» **Task brief**:
Give the rows from the line containing "Segment the target" up to and including the line containing "positive clicks: (658, 141)" as a numbered list, leaving out any blank lines.
=== Recorded information ===
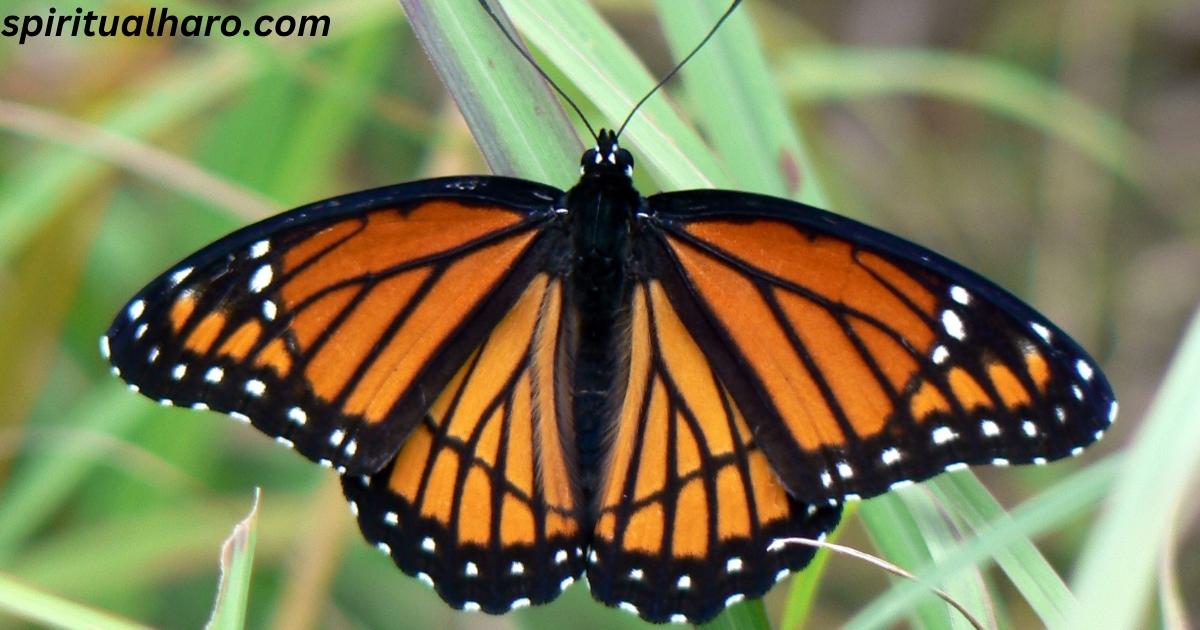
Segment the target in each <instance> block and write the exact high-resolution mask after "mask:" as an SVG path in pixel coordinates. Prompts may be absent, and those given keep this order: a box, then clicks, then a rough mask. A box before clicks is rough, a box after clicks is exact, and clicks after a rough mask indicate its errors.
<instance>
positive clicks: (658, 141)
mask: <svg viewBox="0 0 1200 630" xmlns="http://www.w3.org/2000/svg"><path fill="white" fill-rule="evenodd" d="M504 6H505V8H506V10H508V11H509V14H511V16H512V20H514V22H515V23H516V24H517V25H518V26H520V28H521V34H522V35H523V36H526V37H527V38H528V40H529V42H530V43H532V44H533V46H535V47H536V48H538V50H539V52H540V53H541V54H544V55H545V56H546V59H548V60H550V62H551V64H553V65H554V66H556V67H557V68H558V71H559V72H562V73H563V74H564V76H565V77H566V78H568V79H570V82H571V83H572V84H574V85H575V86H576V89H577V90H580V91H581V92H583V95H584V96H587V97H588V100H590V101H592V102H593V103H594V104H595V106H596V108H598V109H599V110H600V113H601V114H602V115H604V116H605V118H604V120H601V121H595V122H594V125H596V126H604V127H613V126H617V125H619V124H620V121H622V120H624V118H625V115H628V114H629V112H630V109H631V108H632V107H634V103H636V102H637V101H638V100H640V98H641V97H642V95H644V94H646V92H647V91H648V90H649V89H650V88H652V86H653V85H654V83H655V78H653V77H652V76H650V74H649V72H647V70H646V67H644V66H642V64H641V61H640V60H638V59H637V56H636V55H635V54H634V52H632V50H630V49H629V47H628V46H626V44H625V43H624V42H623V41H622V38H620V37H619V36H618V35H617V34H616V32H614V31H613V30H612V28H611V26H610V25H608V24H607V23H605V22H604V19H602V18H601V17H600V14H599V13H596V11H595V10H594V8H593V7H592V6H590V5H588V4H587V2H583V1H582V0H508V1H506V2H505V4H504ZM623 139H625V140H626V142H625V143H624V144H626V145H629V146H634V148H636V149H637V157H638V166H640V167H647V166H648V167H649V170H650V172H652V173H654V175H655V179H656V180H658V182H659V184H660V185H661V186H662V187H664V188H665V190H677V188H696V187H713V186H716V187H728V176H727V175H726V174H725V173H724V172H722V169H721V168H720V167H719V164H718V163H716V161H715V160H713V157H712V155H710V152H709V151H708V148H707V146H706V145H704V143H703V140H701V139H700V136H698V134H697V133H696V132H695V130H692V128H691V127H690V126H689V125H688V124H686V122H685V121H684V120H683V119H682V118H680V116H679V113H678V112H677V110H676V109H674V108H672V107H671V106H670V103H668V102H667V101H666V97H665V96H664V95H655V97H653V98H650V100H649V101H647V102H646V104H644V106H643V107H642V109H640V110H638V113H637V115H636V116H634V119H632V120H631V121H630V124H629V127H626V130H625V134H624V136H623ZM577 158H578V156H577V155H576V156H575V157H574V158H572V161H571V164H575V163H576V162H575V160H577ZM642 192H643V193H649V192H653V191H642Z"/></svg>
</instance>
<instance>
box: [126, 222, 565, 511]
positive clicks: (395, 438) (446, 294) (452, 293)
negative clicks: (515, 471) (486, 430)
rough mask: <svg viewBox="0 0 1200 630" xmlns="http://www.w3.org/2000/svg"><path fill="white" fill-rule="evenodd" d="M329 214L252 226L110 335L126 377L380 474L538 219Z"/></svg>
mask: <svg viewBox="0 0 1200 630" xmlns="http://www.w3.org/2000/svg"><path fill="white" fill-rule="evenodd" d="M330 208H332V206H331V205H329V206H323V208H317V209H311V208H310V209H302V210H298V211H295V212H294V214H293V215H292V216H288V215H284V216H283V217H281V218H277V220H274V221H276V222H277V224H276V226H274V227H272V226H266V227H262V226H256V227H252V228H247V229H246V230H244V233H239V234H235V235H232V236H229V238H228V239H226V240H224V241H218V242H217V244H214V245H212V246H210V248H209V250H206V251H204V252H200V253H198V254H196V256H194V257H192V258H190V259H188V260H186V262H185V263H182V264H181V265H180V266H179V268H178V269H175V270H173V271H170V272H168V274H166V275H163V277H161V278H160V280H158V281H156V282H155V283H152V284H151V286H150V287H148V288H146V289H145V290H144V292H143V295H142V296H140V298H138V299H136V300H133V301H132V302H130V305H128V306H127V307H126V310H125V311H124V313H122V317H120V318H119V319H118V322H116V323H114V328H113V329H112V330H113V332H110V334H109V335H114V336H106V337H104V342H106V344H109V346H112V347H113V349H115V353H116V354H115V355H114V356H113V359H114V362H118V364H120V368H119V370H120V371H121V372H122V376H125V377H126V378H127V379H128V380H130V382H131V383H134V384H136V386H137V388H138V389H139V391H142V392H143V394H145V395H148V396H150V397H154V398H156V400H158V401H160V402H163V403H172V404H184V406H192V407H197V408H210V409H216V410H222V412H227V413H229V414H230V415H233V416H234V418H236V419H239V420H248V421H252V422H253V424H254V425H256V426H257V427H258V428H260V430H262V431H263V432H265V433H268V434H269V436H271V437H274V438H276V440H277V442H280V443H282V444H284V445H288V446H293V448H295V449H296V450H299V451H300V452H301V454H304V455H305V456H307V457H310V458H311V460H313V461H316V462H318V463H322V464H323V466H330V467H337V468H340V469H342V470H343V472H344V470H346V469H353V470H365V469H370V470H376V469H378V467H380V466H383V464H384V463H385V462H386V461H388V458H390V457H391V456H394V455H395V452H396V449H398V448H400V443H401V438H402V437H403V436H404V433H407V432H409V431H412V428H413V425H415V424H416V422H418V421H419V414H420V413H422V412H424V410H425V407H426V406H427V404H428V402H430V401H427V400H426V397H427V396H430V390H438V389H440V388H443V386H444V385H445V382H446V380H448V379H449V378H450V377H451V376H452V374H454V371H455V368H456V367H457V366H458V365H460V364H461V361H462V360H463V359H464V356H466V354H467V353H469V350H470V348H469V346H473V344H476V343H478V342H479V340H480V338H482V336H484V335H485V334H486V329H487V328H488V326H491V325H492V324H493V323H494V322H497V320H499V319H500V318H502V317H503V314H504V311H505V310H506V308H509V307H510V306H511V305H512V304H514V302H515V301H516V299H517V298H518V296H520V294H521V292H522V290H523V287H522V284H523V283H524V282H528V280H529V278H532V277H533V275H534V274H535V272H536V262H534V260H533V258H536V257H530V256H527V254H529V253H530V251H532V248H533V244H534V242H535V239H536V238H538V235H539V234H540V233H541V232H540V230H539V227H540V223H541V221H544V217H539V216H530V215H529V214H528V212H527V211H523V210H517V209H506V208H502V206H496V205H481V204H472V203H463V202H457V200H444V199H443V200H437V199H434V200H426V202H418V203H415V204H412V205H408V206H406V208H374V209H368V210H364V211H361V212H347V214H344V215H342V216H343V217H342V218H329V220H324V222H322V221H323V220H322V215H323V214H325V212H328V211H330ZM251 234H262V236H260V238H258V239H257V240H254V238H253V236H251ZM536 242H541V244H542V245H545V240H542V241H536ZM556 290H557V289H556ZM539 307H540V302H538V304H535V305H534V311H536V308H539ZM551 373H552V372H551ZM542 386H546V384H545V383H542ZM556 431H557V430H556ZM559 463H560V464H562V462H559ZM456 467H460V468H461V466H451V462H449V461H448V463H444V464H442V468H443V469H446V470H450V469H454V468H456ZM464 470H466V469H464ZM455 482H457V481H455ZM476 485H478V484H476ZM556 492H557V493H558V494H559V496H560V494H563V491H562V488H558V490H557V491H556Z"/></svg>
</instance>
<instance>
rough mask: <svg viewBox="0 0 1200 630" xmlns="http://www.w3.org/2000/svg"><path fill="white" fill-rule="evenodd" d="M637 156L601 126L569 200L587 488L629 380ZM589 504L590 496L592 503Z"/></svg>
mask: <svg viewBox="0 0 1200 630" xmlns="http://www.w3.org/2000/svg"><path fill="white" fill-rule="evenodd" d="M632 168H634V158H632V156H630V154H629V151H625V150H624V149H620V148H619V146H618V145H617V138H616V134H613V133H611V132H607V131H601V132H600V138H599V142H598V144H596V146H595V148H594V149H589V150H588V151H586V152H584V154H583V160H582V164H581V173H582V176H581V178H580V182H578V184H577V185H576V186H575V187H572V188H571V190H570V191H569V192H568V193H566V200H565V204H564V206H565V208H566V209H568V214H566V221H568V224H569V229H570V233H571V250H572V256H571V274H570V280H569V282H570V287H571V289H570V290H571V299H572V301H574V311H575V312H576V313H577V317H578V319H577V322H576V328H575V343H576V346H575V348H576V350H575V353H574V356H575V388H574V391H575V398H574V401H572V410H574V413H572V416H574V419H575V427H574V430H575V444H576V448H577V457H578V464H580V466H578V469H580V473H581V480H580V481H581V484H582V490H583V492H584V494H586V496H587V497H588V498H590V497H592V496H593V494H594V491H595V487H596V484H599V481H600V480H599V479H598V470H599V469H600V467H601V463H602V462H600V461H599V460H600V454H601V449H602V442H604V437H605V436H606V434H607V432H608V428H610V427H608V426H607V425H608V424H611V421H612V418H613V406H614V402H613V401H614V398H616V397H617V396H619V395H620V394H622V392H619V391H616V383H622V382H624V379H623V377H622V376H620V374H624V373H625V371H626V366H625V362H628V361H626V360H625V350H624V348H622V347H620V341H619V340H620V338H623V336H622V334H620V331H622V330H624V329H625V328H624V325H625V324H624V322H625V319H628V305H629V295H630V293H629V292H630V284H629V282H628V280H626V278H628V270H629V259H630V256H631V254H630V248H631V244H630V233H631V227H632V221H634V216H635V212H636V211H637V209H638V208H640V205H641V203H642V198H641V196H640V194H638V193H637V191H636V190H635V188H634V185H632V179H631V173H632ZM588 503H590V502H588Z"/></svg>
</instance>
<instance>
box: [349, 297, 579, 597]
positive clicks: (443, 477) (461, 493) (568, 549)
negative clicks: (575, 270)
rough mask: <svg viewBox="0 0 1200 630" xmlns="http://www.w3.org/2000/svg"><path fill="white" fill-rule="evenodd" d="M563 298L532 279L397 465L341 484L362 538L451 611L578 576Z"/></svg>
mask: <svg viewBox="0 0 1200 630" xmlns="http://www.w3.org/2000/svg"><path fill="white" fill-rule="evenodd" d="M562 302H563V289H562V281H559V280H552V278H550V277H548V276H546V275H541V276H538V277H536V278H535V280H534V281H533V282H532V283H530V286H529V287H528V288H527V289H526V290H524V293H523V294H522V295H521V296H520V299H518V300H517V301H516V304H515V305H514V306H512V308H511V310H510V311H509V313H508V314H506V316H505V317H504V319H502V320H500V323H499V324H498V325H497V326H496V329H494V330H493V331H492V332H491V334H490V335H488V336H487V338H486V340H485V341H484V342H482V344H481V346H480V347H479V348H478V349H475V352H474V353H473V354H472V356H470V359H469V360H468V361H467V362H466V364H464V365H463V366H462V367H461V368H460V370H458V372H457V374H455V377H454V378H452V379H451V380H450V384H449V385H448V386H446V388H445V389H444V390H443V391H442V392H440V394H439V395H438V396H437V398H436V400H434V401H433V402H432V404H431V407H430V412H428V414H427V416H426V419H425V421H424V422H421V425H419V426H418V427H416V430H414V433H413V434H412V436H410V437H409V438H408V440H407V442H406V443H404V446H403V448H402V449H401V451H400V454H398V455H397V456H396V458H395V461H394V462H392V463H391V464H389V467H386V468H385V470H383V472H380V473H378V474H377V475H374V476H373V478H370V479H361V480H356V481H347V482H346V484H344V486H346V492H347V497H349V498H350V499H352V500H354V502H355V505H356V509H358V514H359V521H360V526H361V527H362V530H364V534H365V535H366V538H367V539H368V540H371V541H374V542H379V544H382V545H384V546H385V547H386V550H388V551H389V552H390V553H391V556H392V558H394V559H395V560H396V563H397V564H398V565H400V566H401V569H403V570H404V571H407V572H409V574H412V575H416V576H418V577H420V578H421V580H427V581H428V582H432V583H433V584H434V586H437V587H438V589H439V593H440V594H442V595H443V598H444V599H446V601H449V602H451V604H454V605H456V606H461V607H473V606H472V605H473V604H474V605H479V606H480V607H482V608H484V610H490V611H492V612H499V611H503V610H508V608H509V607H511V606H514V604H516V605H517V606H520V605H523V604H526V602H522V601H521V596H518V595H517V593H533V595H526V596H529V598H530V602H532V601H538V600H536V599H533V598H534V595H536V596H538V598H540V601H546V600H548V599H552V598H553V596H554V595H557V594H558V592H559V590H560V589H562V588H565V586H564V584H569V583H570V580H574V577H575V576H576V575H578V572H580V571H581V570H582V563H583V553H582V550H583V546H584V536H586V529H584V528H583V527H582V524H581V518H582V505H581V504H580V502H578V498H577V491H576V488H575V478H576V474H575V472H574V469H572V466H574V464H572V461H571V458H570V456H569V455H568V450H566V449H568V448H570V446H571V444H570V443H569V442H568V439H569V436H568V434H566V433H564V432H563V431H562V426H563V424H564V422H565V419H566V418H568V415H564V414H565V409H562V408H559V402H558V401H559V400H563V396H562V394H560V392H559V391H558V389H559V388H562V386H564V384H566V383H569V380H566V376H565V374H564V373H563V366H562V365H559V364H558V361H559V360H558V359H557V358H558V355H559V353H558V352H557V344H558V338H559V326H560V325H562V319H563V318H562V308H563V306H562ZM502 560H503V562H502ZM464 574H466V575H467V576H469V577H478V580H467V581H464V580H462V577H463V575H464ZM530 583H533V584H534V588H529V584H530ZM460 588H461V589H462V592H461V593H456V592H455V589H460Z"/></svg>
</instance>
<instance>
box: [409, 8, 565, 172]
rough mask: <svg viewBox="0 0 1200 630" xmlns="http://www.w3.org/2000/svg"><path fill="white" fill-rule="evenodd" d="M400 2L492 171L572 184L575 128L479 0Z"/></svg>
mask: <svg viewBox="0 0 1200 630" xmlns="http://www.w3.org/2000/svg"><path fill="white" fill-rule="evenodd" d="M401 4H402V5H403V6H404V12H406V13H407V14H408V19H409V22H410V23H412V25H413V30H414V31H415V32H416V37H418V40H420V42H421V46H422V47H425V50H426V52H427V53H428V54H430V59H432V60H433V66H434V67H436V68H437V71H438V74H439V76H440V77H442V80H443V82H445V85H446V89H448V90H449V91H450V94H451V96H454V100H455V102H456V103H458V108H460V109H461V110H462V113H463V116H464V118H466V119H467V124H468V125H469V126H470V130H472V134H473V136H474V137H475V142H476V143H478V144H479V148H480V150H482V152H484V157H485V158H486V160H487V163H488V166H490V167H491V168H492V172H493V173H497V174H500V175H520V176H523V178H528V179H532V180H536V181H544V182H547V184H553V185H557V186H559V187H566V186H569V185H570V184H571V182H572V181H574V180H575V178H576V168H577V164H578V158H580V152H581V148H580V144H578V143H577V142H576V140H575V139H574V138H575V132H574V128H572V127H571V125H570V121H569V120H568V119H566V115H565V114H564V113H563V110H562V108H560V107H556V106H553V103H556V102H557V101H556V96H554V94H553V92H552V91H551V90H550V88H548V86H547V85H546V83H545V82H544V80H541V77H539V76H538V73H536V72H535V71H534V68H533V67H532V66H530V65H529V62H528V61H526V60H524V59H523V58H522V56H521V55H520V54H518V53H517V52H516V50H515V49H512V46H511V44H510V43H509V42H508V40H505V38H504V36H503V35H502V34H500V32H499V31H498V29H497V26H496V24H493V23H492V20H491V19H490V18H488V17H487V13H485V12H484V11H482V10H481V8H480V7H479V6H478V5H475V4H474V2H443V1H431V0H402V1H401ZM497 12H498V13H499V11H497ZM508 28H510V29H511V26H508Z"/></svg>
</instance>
===
=== Recorded information ===
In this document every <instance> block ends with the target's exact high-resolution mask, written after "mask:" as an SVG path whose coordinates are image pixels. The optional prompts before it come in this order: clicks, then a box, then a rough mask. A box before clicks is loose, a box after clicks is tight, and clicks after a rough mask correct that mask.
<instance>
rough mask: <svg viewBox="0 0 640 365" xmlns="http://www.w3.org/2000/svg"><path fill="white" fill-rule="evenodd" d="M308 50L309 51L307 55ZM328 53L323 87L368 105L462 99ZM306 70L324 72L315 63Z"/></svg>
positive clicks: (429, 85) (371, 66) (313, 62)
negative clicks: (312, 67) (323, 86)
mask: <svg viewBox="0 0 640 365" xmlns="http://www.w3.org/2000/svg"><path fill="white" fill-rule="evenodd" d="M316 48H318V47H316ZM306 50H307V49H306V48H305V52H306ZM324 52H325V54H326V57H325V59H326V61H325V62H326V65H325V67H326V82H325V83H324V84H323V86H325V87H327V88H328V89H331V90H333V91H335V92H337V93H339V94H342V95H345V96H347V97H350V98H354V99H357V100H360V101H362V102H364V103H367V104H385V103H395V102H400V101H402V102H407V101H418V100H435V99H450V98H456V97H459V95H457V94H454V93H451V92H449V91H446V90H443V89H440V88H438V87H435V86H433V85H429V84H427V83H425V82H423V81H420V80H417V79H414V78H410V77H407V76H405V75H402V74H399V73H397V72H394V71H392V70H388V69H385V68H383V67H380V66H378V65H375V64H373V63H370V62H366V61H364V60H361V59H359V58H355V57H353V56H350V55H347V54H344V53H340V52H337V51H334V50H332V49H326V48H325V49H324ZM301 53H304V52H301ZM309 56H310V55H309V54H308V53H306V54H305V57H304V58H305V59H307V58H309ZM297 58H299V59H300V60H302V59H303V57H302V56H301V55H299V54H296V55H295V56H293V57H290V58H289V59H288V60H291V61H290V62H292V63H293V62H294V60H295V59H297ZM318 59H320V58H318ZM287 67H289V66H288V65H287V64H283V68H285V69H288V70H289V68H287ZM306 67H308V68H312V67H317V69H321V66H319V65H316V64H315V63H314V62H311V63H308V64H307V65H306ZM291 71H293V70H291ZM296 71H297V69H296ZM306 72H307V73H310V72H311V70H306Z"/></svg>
===
=== Recorded information ===
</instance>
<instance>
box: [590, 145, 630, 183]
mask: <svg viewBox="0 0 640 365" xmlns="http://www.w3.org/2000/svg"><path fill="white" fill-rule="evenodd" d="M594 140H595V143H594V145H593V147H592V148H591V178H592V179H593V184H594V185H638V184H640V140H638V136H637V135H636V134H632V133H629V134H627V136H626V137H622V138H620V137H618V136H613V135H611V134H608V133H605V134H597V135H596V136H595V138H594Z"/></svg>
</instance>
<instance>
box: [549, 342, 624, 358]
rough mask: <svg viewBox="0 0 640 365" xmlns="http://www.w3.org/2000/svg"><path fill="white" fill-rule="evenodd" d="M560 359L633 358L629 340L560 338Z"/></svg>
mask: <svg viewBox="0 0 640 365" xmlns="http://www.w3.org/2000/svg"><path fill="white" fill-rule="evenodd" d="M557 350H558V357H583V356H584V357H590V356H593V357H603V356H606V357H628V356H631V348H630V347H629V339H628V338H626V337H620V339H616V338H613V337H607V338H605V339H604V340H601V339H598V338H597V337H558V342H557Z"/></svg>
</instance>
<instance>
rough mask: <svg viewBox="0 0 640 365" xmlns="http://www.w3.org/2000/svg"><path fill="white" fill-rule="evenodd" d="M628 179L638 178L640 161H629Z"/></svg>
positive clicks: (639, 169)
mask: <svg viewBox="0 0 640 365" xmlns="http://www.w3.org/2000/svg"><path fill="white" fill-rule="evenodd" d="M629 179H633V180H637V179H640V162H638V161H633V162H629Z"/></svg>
===
» **Reply to the exercise**:
1. Segment the target in each <instance> block and write the exact high-resolution mask after "mask:" as an SVG path in pixel coordinates. Prompts may be absent, and those given keep this order: a box, then clicks, then a rough mask. A box before clicks is rough, a box after clicks is exact, and clicks after a rough mask indicate its errors.
2. <instance>
3. positive clicks: (658, 141)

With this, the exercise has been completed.